Problem description |
Only these lines of the data below are wanted: the one with "Can you see the dining table?", the one with "Can you see the white door?", and any lines between them, each repeated exactly.

*** Information given

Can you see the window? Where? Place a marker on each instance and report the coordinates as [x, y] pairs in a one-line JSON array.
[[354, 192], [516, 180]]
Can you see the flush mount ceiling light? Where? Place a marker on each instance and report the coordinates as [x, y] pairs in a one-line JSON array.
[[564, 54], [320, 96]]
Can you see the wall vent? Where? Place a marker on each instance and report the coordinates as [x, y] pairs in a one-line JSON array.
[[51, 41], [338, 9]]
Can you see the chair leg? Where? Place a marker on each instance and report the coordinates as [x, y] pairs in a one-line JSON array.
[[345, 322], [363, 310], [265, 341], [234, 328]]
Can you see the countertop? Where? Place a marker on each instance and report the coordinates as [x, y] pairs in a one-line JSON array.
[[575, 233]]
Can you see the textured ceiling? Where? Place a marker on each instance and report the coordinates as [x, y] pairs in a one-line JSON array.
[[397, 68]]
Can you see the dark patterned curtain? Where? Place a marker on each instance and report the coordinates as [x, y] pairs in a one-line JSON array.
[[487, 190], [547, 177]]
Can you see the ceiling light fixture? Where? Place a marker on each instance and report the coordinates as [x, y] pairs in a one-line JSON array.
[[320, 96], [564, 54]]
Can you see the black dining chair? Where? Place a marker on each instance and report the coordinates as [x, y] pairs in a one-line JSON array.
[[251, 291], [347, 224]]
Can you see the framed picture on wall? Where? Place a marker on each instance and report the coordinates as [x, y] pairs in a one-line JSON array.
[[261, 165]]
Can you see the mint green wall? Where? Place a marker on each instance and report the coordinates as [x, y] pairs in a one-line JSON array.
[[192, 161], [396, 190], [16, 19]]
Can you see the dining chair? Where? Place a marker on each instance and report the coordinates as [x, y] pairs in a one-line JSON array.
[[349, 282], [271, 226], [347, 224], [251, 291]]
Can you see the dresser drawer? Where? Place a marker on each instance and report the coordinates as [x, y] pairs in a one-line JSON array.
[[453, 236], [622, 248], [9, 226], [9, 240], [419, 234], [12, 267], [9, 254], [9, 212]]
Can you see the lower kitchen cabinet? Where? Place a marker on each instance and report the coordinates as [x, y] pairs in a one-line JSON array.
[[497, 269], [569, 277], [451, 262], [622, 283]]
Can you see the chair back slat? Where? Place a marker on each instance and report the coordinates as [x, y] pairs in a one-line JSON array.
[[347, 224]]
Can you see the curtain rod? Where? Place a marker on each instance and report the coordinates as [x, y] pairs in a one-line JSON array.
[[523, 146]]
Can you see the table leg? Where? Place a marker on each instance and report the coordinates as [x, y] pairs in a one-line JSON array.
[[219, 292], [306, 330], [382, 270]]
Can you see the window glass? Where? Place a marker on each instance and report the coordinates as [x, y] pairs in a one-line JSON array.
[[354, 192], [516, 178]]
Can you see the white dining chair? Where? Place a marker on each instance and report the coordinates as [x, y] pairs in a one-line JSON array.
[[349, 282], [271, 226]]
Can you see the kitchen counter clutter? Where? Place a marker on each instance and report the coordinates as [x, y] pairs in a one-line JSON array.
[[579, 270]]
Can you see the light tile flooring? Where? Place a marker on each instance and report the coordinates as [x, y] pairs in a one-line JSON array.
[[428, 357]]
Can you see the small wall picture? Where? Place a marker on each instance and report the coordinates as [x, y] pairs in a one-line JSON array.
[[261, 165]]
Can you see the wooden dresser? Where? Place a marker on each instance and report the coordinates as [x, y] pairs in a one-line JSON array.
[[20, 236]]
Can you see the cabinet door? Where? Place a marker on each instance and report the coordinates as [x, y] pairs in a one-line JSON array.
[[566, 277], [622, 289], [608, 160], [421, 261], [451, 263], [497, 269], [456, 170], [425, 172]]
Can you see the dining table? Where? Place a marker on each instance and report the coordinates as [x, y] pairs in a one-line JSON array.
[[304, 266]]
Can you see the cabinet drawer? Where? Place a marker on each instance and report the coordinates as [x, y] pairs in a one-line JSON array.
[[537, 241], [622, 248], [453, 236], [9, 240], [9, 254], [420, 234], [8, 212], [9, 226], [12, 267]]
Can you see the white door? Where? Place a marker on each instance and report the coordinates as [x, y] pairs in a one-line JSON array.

******
*** Information given

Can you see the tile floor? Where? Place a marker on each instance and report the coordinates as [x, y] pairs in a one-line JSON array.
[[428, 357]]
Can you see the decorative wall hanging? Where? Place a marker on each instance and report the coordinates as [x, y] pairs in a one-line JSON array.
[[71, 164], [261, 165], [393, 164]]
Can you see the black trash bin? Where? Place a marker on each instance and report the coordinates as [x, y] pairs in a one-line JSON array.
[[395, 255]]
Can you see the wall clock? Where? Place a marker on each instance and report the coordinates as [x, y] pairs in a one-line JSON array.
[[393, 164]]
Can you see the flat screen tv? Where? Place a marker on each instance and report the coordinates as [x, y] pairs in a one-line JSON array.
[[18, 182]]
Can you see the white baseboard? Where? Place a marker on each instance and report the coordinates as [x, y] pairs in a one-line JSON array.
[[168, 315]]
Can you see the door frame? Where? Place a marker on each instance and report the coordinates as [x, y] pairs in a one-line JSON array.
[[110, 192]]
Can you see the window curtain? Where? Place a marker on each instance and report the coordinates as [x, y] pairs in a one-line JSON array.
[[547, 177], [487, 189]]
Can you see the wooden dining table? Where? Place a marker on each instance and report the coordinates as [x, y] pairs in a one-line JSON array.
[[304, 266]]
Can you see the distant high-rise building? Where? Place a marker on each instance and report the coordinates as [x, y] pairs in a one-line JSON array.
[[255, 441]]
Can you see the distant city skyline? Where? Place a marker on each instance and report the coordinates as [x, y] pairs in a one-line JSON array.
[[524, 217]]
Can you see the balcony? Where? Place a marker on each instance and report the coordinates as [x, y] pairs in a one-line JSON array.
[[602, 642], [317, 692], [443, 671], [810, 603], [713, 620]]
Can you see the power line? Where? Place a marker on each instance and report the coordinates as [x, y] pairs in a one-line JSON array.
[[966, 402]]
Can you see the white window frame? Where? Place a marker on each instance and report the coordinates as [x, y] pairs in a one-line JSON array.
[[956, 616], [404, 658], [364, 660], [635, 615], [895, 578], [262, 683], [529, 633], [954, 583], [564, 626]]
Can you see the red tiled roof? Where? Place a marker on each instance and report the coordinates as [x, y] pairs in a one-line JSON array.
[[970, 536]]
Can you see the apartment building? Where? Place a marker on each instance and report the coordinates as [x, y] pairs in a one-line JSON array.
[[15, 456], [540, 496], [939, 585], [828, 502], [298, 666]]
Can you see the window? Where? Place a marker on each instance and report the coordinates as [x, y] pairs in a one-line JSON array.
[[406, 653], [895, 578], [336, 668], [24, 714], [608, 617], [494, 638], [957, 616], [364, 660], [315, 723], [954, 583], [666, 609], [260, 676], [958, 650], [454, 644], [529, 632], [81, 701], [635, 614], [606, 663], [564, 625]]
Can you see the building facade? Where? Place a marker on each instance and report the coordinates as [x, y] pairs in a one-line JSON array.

******

Your response |
Can you see the dining table? Where? Place a marker on each instance and report the coordinates as [x, y] pairs in a one-line JSON array.
[[304, 266]]
Can you see the cabinet drawer? Where? Place a marker on each instance and report the coordinates as [x, y] pairs in a one-line JSON array.
[[537, 241], [622, 248], [453, 236], [9, 240], [9, 254], [420, 234], [8, 212], [9, 226], [12, 267]]
Can you see the white door? Where? Place a marker on each instance and report the coordinates as [x, y] pairs in a one-line JSON array.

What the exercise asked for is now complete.